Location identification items

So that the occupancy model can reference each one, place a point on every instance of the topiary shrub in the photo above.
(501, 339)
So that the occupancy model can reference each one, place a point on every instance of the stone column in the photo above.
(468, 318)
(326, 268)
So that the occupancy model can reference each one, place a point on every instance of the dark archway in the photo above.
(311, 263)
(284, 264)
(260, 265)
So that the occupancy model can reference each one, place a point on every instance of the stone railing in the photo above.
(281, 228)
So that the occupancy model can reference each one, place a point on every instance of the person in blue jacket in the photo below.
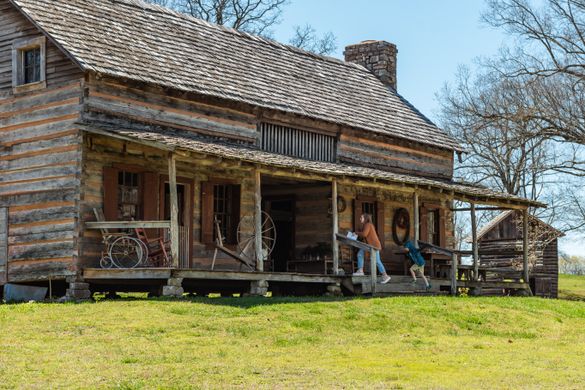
(418, 263)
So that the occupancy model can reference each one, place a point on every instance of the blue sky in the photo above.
(433, 38)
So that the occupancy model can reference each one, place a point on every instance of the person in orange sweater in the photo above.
(369, 233)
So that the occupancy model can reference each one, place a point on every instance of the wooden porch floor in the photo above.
(143, 279)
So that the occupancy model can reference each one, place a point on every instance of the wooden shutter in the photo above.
(424, 223)
(357, 212)
(236, 199)
(380, 222)
(3, 243)
(442, 228)
(110, 194)
(207, 212)
(150, 191)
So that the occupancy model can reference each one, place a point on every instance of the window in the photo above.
(432, 224)
(369, 205)
(28, 64)
(129, 196)
(433, 231)
(221, 202)
(297, 143)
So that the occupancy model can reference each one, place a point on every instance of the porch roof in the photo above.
(176, 141)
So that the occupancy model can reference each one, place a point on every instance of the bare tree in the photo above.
(253, 16)
(491, 116)
(550, 51)
(306, 38)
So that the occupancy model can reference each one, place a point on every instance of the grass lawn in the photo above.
(572, 287)
(401, 342)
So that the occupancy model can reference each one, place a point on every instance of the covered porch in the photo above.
(309, 204)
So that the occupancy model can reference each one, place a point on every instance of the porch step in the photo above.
(400, 287)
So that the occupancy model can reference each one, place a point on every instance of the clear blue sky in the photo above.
(433, 37)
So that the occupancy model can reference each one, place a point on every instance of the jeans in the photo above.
(378, 261)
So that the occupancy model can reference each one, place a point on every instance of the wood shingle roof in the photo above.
(138, 41)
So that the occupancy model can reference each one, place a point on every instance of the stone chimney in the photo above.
(379, 57)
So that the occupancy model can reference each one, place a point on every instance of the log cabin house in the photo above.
(169, 122)
(500, 248)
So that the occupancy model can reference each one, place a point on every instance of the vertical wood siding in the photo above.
(298, 143)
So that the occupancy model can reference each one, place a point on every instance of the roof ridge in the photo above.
(272, 42)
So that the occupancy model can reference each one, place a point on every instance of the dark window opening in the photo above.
(370, 208)
(180, 203)
(129, 196)
(433, 227)
(31, 65)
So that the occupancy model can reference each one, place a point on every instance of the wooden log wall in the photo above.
(40, 159)
(13, 25)
(390, 154)
(392, 201)
(501, 247)
(100, 152)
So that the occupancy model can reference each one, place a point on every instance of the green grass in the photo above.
(403, 342)
(572, 287)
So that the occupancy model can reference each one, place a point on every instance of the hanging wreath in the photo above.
(401, 226)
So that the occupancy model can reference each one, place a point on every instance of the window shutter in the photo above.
(380, 222)
(442, 228)
(236, 195)
(110, 193)
(150, 191)
(207, 212)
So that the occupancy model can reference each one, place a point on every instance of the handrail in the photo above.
(128, 225)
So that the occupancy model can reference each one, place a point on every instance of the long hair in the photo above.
(367, 218)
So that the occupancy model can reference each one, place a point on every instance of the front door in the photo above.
(185, 217)
(282, 212)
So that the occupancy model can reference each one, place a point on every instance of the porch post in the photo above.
(416, 220)
(335, 220)
(258, 221)
(174, 210)
(454, 260)
(525, 244)
(373, 270)
(474, 248)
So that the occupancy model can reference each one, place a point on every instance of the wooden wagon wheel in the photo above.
(246, 236)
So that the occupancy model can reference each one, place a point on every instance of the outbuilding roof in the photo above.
(139, 41)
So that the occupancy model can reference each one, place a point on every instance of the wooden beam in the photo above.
(474, 247)
(482, 209)
(258, 221)
(416, 219)
(174, 210)
(525, 244)
(128, 225)
(335, 221)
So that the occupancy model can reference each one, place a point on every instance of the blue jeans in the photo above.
(378, 261)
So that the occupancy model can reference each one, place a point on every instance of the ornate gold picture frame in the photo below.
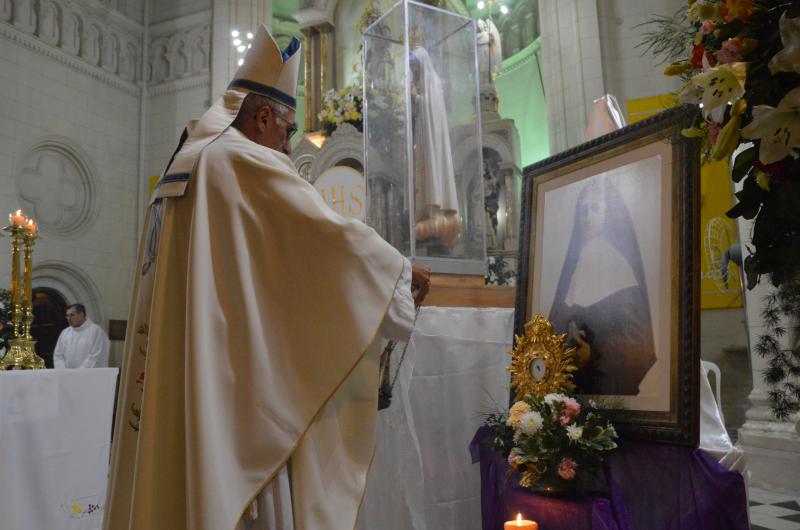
(609, 253)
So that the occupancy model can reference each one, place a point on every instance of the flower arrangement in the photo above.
(740, 60)
(343, 106)
(554, 442)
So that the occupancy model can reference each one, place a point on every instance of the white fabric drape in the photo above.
(55, 430)
(422, 476)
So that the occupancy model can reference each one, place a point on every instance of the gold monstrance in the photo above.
(540, 362)
(21, 353)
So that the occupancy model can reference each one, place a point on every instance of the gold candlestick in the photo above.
(21, 354)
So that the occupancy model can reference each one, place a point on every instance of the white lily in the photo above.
(721, 85)
(788, 59)
(778, 128)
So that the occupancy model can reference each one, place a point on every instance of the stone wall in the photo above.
(69, 143)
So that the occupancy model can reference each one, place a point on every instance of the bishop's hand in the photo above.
(420, 283)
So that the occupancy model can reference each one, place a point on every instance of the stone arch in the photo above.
(23, 14)
(71, 33)
(50, 22)
(198, 54)
(127, 62)
(110, 52)
(345, 143)
(73, 283)
(161, 65)
(179, 61)
(57, 183)
(92, 43)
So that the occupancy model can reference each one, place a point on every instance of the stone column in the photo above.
(772, 446)
(319, 45)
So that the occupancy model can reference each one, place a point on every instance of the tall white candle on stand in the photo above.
(520, 524)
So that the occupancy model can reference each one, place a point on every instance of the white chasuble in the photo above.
(255, 307)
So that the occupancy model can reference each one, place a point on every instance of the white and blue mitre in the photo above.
(270, 71)
(266, 70)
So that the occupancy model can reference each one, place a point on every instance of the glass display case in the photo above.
(422, 135)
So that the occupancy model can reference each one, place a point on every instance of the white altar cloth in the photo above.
(55, 434)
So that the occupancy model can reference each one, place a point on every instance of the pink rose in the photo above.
(571, 410)
(730, 52)
(709, 26)
(566, 468)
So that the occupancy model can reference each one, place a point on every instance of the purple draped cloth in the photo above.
(651, 487)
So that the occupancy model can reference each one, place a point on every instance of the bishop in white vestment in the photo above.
(251, 358)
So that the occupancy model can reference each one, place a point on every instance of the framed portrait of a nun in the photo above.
(609, 253)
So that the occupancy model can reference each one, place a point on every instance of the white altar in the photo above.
(55, 434)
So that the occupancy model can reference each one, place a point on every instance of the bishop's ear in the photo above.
(262, 118)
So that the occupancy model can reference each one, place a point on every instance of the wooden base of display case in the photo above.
(461, 290)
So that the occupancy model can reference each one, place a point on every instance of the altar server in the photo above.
(250, 362)
(83, 344)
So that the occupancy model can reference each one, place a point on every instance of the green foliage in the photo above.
(665, 37)
(783, 363)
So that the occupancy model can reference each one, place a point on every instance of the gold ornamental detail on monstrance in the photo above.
(21, 354)
(540, 362)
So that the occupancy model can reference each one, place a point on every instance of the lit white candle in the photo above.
(520, 524)
(16, 218)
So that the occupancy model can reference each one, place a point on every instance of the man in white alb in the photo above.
(83, 344)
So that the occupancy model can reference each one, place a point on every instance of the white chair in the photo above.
(708, 366)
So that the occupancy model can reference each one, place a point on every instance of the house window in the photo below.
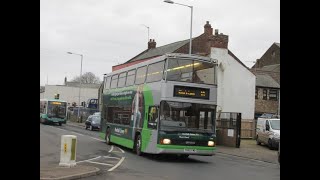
(264, 94)
(273, 54)
(273, 94)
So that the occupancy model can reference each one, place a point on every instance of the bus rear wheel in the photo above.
(138, 145)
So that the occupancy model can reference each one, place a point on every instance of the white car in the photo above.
(268, 132)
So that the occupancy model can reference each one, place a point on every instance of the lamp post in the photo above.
(79, 82)
(191, 7)
(148, 30)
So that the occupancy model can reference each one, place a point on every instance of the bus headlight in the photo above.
(210, 143)
(166, 141)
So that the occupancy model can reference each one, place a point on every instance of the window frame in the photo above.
(162, 76)
(145, 74)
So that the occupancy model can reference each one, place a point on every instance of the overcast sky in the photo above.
(108, 32)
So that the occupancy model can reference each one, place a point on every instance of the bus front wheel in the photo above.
(138, 145)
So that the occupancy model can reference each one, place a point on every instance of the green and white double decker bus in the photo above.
(166, 105)
(53, 111)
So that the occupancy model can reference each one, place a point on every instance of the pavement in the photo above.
(67, 173)
(248, 149)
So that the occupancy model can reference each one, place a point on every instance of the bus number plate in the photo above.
(190, 150)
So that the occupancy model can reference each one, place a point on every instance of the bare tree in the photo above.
(87, 78)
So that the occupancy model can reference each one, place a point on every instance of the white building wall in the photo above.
(236, 85)
(70, 94)
(42, 95)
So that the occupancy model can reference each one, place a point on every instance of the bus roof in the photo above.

» What you are asked to do
Can you copy out the data from the line containing "plate in the photo above." through the end of the data, inclusive, switching "bare tree" to "leafless tree" and leaving everything else unchanged?

» Reply
So that the occupancy model can reference each one, place a point on every instance of the bus number plate in the photo above.
(190, 150)
So that the occupancy model can reference each one, place a point on every instance of the leafless tree in the photo above.
(87, 78)
So that the occupancy model can reference each one, place a point on every instance of the white building wall in the photo above.
(236, 85)
(70, 94)
(42, 95)
So that the occupancy model can reference each one, place a point on every instance of the bus roof in the photo above.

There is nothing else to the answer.